=== Begin Enclosure ===
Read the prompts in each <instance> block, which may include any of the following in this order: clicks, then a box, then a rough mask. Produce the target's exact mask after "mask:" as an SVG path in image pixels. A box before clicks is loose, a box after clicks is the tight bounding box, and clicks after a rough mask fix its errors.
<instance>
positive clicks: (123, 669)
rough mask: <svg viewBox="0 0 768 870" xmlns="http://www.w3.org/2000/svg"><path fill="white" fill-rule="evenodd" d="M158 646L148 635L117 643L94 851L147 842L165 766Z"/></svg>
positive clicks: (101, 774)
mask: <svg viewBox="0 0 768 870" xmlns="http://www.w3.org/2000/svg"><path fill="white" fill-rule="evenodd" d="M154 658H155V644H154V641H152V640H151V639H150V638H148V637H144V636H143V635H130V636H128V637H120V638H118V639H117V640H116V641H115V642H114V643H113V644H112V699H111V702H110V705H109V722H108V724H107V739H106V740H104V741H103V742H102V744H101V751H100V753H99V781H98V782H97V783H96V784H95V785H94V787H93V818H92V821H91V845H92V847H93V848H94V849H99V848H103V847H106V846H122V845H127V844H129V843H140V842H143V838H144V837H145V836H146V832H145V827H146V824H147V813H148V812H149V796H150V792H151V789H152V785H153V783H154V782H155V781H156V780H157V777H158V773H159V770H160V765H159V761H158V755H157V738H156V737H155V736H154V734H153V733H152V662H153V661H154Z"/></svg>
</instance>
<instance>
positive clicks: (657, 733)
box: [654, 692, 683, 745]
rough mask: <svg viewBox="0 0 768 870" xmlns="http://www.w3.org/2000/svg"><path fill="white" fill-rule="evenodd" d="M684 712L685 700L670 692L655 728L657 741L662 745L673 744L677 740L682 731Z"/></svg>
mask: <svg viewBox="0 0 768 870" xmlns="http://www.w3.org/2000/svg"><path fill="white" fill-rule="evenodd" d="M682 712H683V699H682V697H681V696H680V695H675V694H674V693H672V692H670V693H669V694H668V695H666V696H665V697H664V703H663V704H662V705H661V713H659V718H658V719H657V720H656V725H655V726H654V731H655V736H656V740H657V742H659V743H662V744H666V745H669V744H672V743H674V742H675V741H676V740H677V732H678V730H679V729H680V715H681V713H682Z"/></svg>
=== End Enclosure ===
Transcribe only the lines from the beginning of the entries to the line with "646L148 635L117 643L94", inclusive, exactly as written.

Output of the exercise »
Read the prompts in each <instance> block, which may include any of the following in this order: clicks, then a box, then a rough mask. Produce the target's exact mask after "mask:" as an SVG path in image pixels. A box before clicks is loose, a box after clicks is the tight bounding box, and clicks after a rough mask fix its errors.
<instance>
positive clicks: (123, 669)
rough mask: <svg viewBox="0 0 768 870" xmlns="http://www.w3.org/2000/svg"><path fill="white" fill-rule="evenodd" d="M158 646L148 635L117 643L94 851L147 842L165 766Z"/></svg>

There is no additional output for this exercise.